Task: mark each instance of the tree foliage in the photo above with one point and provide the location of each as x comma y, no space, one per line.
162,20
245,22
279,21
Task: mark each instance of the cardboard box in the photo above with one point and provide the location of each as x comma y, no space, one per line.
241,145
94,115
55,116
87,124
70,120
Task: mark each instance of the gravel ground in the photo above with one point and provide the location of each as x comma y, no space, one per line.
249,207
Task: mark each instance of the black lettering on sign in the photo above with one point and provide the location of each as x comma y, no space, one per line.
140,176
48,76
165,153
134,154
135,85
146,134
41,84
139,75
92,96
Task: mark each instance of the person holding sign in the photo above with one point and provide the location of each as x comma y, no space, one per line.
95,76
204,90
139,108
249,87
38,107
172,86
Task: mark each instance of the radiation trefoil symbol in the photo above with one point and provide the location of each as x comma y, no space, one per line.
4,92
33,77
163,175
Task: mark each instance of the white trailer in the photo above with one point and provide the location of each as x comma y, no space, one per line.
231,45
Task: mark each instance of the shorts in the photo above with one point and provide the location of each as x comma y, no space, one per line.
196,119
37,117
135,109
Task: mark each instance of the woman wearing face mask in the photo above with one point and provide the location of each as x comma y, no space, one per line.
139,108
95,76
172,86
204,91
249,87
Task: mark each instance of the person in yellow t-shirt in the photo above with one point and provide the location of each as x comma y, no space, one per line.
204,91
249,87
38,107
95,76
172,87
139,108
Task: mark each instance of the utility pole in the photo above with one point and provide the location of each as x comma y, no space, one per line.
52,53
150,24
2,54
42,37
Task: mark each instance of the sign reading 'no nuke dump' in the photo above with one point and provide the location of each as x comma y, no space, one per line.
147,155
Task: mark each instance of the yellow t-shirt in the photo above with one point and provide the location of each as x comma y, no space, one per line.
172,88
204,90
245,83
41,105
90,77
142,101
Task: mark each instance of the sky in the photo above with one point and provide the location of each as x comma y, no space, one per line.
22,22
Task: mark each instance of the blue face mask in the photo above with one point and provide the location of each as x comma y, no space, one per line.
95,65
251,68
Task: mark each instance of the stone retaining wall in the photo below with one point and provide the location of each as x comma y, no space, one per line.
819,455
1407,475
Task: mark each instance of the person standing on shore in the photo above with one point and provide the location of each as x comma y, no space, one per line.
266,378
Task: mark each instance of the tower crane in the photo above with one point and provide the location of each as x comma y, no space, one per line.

.....

**AIM OF THE EXERCISE**
Give back every line of the data exactly as it was written.

**RESPONSE TO THIS EXERCISE**
Task: mark each instance of the tree foliage in the photo above with one point and provide the location of each as x comma y, no space, one per line.
162,20
245,22
279,21
Task: mark each instance of the cardboard box in the photo above with one point and provide the location of each as x comma y, no space, one per line.
241,145
94,115
55,116
87,124
70,120
Task: mark each instance of the gravel ground in the photo above with one point and provide the location of each as x comma y, no space, one per line.
249,207
Task: mark each instance of the black lettering on sign in the photo above with one point and provide the location of each as x comma y, no space, one per line.
140,176
48,76
165,153
134,154
135,85
146,134
41,84
139,75
92,96
Task: mark each instance of the person holding sign in the photo above with one point and provide the location of each as x comma y, no space, one per line.
95,76
204,90
139,108
249,87
38,107
172,86
Task: mark each instance of the radiation trefoil symbol in the photo above with one point and provide the location of each as x comma y, no space, one per line.
4,92
33,77
163,175
Task: mark each instance of the white trailer in the photo above with one point and provide the location of each as x comma y, no space, one per line.
231,45
Task: mark each instance of the shorts in the photo above with one point and provide the location of each as x comma y, no space, one per line.
196,119
37,117
135,109
Task: mark each instance of the woman wearing face mask in the photo above with one point and provide the location of each as x comma y, no space, one per line.
139,108
95,76
172,86
204,91
249,87
Task: mark each instance of the person in yellow t-shirt in the photo above with one point and provide the location of each as x comma y, no space, one per line.
204,91
249,87
38,107
95,76
172,87
139,108
Task: mark each instance of the utility pole in the photo above with one point and provide the location of each as x comma y, no space, one per line.
52,53
150,24
2,54
42,37
Task: mark each instance of the sign reading 'no nuke dump' in the photo above with one point and provide the location of each as x comma y, no space, one per line.
147,155
Task: mark each instance of the yellow t-shirt in the photo above with one point and provide the location of each as x comma y, no space, one per line.
172,88
204,90
245,83
41,105
90,77
142,101
Task: mark each instance of the sky in the photo above with one point and provide the location of each as x comma y, no space, one per line.
22,22
Task: mark each instance of the blue face mask in the photo above with one point and provide the location of each as x comma y, no space, one per line.
95,65
251,68
Task: mark each instance of the stone retaining wall in the photo below with one point and provide the location of each as x comma y, no space, one per line.
819,455
1407,475
Task: mark each instance of the person standing on shore in the photo above with one point and provide the location of each as x comma y, no space, one per line.
266,378
Task: mark each instance of the tower crane in the photo above with one point and provide the location of each as x comma y, no space, one per line.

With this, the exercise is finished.